- [PROBLEM]
Convert the listing below into a Markdown table with two columns, No. and Line, putting the row number in No. and the line's text in Line. Leave out blank lines.

# Start of RECORDS SUPPLIED

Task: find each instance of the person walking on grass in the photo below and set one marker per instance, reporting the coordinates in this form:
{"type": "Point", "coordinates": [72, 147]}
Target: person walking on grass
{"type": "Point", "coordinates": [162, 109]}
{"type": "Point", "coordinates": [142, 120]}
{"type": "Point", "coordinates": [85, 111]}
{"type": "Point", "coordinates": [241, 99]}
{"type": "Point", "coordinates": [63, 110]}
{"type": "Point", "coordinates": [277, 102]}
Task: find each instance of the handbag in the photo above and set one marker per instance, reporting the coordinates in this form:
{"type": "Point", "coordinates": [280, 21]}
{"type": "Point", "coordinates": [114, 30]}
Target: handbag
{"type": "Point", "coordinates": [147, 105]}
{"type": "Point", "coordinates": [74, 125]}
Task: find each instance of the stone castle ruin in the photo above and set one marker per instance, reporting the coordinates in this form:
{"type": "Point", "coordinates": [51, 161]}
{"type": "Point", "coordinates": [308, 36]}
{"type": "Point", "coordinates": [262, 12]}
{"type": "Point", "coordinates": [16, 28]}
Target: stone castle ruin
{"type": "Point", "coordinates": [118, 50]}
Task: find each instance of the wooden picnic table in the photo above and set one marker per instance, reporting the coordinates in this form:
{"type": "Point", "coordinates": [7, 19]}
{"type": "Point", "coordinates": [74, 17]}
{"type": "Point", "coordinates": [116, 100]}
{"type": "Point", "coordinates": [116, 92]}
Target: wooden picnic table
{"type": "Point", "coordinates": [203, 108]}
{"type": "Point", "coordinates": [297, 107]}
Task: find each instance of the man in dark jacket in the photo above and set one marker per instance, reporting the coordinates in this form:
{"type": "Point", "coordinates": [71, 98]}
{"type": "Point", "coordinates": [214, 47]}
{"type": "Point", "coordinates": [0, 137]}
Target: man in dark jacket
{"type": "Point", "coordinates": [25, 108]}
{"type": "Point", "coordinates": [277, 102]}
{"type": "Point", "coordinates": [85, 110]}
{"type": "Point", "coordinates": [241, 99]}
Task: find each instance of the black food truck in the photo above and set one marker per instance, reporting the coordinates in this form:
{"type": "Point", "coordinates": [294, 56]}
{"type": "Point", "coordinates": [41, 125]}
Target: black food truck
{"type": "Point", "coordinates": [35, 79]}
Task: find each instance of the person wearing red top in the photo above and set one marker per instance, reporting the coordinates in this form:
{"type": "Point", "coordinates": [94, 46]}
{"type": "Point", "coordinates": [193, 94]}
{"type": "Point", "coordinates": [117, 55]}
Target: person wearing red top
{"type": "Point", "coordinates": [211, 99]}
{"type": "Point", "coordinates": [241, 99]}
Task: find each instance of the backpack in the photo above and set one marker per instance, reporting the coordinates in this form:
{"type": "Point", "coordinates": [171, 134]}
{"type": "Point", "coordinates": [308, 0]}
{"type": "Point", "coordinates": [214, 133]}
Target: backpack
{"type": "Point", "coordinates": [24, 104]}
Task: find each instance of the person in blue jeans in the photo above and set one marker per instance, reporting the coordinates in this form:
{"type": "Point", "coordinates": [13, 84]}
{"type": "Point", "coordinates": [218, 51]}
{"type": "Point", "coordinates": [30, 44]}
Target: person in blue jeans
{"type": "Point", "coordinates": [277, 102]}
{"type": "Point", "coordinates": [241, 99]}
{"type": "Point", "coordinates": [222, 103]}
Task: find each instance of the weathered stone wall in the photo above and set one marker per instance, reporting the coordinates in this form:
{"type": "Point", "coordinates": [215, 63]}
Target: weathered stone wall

# End of RECORDS SUPPLIED

- [THE COMPLETED TASK]
| No. | Line |
|---|---|
| 1 | Task: find each instance of the person walking on grass in the photo below and set one marker per instance, reporting the coordinates in this form: |
| 2 | {"type": "Point", "coordinates": [72, 147]} |
| 3 | Target: person walking on grass |
| 4 | {"type": "Point", "coordinates": [162, 109]} |
| 5 | {"type": "Point", "coordinates": [142, 120]} |
| 6 | {"type": "Point", "coordinates": [85, 111]} |
| 7 | {"type": "Point", "coordinates": [241, 99]} |
| 8 | {"type": "Point", "coordinates": [63, 110]} |
| 9 | {"type": "Point", "coordinates": [277, 102]} |
| 10 | Task: find each instance of the handbag in the photo above and set one marker per instance, reporting the coordinates in this form: |
| 11 | {"type": "Point", "coordinates": [280, 21]} |
| 12 | {"type": "Point", "coordinates": [114, 30]} |
| 13 | Target: handbag |
| 14 | {"type": "Point", "coordinates": [147, 105]} |
| 15 | {"type": "Point", "coordinates": [74, 125]} |
| 16 | Task: find each instance of the stone castle ruin in the photo above and set one marker per instance, reporting the coordinates in this form: |
| 17 | {"type": "Point", "coordinates": [51, 161]} |
| 18 | {"type": "Point", "coordinates": [308, 36]} |
| 19 | {"type": "Point", "coordinates": [262, 12]} |
| 20 | {"type": "Point", "coordinates": [16, 28]} |
| 21 | Target: stone castle ruin |
| 22 | {"type": "Point", "coordinates": [118, 50]} |
| 23 | Task: find each instance of the wooden picnic table in the photo above and set one marker per instance, reporting the coordinates in this form: |
| 24 | {"type": "Point", "coordinates": [7, 19]} |
| 25 | {"type": "Point", "coordinates": [74, 17]} |
| 26 | {"type": "Point", "coordinates": [116, 100]} |
| 27 | {"type": "Point", "coordinates": [116, 92]} |
| 28 | Target: wooden picnic table |
| 29 | {"type": "Point", "coordinates": [203, 108]} |
| 30 | {"type": "Point", "coordinates": [297, 107]} |
| 31 | Task: find each instance of the man in dark jacket in the photo above and set one marker per instance, reporting the coordinates in this form: |
| 32 | {"type": "Point", "coordinates": [71, 98]} |
| 33 | {"type": "Point", "coordinates": [214, 47]} |
| 34 | {"type": "Point", "coordinates": [0, 137]} |
| 35 | Target: man in dark jacket |
| 36 | {"type": "Point", "coordinates": [25, 108]} |
| 37 | {"type": "Point", "coordinates": [277, 102]} |
| 38 | {"type": "Point", "coordinates": [85, 110]} |
| 39 | {"type": "Point", "coordinates": [241, 99]} |
| 40 | Task: find each instance of the black food truck in the photo above and set one marker per instance, reporting the coordinates in this form: |
| 41 | {"type": "Point", "coordinates": [294, 56]} |
| 42 | {"type": "Point", "coordinates": [41, 125]} |
| 43 | Target: black food truck |
| 44 | {"type": "Point", "coordinates": [35, 79]} |
| 45 | Task: find each instance of the person wearing red top in the photo above and set one marker per instance, reporting the coordinates in this form: |
| 46 | {"type": "Point", "coordinates": [94, 46]} |
| 47 | {"type": "Point", "coordinates": [193, 94]} |
| 48 | {"type": "Point", "coordinates": [117, 55]} |
| 49 | Target: person wearing red top |
| 50 | {"type": "Point", "coordinates": [211, 99]} |
| 51 | {"type": "Point", "coordinates": [241, 99]} |
| 52 | Task: find each instance of the backpack in the photo above and set one marker per instance, reporting the coordinates in this form: |
| 53 | {"type": "Point", "coordinates": [171, 134]} |
| 54 | {"type": "Point", "coordinates": [308, 0]} |
| 55 | {"type": "Point", "coordinates": [214, 133]} |
| 56 | Target: backpack |
| 57 | {"type": "Point", "coordinates": [24, 104]} |
| 58 | Task: find each instance of the person in blue jeans in the photo above and set one marker per instance, reporting the coordinates in this form: |
| 59 | {"type": "Point", "coordinates": [13, 84]} |
| 60 | {"type": "Point", "coordinates": [218, 51]} |
| 61 | {"type": "Point", "coordinates": [30, 44]} |
| 62 | Target: person in blue jeans |
| 63 | {"type": "Point", "coordinates": [277, 102]} |
| 64 | {"type": "Point", "coordinates": [241, 99]} |
| 65 | {"type": "Point", "coordinates": [222, 103]} |
| 66 | Task: find each instance of the weathered stone wall in the photo above and set one marker per instance, reporting the coordinates in this form: |
| 67 | {"type": "Point", "coordinates": [215, 63]} |
| 68 | Target: weathered stone wall |